◆ Questions to answer:
- A) Using the album review, answer each question in a line of its own, marked (i), (ii) and (iii):
(i) For how long have Melvins been around?
(ii) Which instrument does Paul Leary play on Hold It In?
(iii) Which record was made with the original 1983 line-up?
- B) Print the part of the album review between "Melvins latest record" and "record in years.", inclusive.
- C) Please say whether each statement, marked (i), (ii) and (iii), agrees with the album review, giving yes or no along with the words from the review that decide it.
(i) Hold It In is the band's 22nd record.
(ii) Butthole Surfers are still an active band.
(iii) On Freak Puke, Melvins performed as a jazz trio.

◆ Page extract:

Wednesday, 22 October 2014

Album review: Melvins - Hold It In


Even though they have been around now for more than thirty years, every time Melvins release a new album the question has to be asked: which Melvins are we getting today? Is this latest offering going to be from art-punks, sludgy overlords, feedback pranksters, cover song jukeboxes, or perhaps some new arrangement we’ve yet to behold? And then there’s the question of exactly who Melvins are at this point in time. In the last eight years alone they have performed as a venomous jazz trio (Freak Puke), as a double-duo in conjunction with kindred spirits Big Business (The Bride Screamed Murder among others), and as their original 1983 line-up (Tres Cabrones). And none of this precludes the possibility that Melvins have found yet another line-up to perform with. With so many unanswered questions the best thing to do is to grit your teeth, lay those questions aside, and embrace every new album with as open of a mind as possible.

Melvins latest record (their 22nd overall!) manages to side-step both of those burning questions by offering up something new on both fronts. Backing King Buzzo and Dale Crover on Hold It In are two men completely new to the Washington legends but just so happen to share their history. Paul Leary (guitar) and JD Pinkus (bass) were never household names but they were part of the infamous (but now defunct) Texas psych-rock outfit known only as Butthole Surfers. So what we have here are the original noise brats teaming up with two weirdos from Butthole Surfers to make some even weirder music. So far, so Melvins. But what will no doubt come as a surprise is that Hold It In is the most accessible Melvins record in years.

◆ Input data:

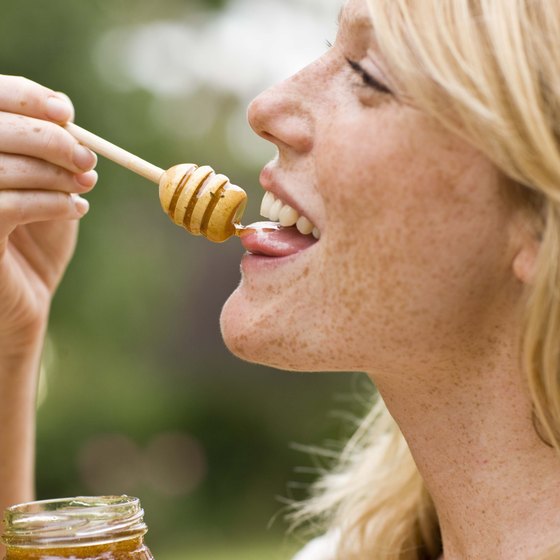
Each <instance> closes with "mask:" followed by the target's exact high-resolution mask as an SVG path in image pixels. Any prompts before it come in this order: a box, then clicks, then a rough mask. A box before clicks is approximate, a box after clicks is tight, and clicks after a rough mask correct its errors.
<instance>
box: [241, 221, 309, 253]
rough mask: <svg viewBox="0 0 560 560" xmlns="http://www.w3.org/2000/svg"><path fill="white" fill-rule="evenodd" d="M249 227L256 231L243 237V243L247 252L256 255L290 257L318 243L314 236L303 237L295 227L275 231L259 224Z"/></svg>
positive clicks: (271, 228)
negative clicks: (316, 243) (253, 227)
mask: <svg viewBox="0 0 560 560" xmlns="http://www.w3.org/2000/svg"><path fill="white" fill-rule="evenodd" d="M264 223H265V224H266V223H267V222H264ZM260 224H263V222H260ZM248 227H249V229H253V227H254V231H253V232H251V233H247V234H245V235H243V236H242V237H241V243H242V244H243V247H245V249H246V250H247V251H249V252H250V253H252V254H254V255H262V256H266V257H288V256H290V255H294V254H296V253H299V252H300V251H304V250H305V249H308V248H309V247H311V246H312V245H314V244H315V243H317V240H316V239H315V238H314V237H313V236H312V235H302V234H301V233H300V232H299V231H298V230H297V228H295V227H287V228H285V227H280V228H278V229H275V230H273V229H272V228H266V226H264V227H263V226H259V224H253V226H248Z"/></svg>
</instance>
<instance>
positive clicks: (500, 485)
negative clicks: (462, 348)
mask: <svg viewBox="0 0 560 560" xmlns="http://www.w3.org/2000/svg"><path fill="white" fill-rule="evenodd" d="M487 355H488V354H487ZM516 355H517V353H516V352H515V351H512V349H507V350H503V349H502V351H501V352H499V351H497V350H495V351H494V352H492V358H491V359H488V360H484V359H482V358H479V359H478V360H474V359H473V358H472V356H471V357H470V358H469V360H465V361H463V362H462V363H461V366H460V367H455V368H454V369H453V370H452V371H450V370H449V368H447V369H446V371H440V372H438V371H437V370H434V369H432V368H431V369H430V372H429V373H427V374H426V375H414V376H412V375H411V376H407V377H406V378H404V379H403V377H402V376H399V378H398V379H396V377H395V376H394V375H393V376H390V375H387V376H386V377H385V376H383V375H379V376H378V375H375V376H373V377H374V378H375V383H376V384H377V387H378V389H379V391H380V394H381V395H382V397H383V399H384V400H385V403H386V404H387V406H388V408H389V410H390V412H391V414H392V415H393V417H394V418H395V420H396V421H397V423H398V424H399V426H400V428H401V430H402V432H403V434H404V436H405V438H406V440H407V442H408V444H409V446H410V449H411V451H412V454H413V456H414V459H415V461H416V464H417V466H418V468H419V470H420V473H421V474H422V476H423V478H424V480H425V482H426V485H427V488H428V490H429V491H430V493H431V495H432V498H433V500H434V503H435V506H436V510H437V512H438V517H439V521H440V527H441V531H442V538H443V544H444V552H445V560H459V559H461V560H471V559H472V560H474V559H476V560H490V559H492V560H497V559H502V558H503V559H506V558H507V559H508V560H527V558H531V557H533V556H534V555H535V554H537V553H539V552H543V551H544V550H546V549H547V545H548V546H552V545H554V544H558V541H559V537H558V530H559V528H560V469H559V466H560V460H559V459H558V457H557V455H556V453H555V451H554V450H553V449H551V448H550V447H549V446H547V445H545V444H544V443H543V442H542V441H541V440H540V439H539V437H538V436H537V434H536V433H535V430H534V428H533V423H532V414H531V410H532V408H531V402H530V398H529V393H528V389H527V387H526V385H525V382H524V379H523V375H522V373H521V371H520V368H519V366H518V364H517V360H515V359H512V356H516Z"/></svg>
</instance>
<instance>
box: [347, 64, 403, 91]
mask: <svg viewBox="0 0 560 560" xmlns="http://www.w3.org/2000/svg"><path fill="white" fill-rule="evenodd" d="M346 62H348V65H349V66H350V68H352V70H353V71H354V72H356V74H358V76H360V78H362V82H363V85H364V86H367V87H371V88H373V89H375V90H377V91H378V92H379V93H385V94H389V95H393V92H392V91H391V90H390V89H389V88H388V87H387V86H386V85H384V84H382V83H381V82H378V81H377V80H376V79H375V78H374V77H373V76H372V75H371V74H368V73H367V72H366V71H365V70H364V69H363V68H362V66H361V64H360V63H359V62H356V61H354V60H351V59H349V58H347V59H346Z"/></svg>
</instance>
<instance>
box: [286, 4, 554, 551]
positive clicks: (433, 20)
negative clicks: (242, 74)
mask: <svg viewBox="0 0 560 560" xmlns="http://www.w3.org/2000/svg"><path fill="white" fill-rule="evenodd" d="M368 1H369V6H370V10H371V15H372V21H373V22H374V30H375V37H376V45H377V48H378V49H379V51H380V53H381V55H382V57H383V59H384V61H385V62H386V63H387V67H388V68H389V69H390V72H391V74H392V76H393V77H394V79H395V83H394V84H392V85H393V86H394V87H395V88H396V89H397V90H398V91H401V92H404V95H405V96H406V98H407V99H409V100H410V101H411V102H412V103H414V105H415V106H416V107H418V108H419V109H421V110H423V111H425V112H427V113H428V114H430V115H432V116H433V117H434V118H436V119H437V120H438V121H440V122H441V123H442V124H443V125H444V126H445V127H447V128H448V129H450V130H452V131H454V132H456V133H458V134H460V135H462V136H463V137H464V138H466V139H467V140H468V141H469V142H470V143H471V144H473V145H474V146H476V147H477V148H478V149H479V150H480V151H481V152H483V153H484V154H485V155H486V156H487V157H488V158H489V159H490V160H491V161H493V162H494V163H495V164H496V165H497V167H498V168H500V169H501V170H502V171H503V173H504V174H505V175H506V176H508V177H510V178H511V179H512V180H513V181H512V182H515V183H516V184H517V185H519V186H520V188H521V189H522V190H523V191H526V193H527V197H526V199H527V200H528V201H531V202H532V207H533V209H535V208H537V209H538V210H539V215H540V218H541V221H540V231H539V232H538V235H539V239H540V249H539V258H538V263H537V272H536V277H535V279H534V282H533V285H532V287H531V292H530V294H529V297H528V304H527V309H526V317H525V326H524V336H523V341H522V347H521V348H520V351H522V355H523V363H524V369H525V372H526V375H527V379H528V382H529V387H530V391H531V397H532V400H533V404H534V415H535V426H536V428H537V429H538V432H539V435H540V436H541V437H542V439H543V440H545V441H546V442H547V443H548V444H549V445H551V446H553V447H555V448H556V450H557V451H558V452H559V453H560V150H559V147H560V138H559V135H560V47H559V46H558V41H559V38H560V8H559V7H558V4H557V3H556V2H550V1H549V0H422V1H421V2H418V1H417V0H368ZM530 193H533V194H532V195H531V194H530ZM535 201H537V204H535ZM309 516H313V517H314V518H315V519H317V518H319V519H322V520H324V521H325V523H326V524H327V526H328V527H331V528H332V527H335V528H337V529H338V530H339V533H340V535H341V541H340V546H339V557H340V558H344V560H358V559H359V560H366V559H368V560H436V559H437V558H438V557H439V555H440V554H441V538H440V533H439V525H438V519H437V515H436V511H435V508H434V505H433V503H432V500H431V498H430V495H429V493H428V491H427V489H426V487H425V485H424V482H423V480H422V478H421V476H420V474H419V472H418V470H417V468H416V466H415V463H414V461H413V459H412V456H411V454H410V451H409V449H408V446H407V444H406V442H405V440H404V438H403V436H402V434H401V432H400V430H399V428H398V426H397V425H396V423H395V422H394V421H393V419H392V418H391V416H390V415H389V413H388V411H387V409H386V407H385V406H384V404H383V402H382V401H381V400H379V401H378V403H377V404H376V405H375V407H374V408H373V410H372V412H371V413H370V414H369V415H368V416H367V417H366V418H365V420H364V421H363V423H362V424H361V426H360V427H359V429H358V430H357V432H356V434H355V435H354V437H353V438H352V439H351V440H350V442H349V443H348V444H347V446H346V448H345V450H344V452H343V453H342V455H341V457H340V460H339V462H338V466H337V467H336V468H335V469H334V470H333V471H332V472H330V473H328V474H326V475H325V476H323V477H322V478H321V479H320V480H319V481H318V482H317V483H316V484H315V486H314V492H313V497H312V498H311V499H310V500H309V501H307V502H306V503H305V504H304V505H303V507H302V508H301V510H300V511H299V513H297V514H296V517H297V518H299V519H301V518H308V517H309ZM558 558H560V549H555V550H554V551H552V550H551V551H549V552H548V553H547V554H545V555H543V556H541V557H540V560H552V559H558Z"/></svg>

◆ Answers for the exercise:
- A)
(i) More than thirty years
(ii) Guitar
(iii) Tres Cabrones

- B)
Melvins latest record (their 22nd overall!) manages to side-step both of those burning questions by offering up something new on both fronts. Backing King Buzzo and Dale Crover on Hold It In are two men completely new to the Washington legends but just so happen to share their history. Paul Leary (guitar) and JD Pinkus (bass) were never household names but they were part of the infamous (but now defunct) Texas psych-rock outfit known only as Butthole Surfers. So what we have here are the original noise brats teaming up with two weirdos from Butthole Surfers to make some even weirder music. So far, so Melvins. But what will no doubt come as a surprise is that Hold It In is the most accessible Melvins record in years.

- C)
(i) Yes: "their 22nd overall!"
(ii) No: "(but now defunct)"
(iii) Yes: "as a venomous jazz trio (Freak Puke)"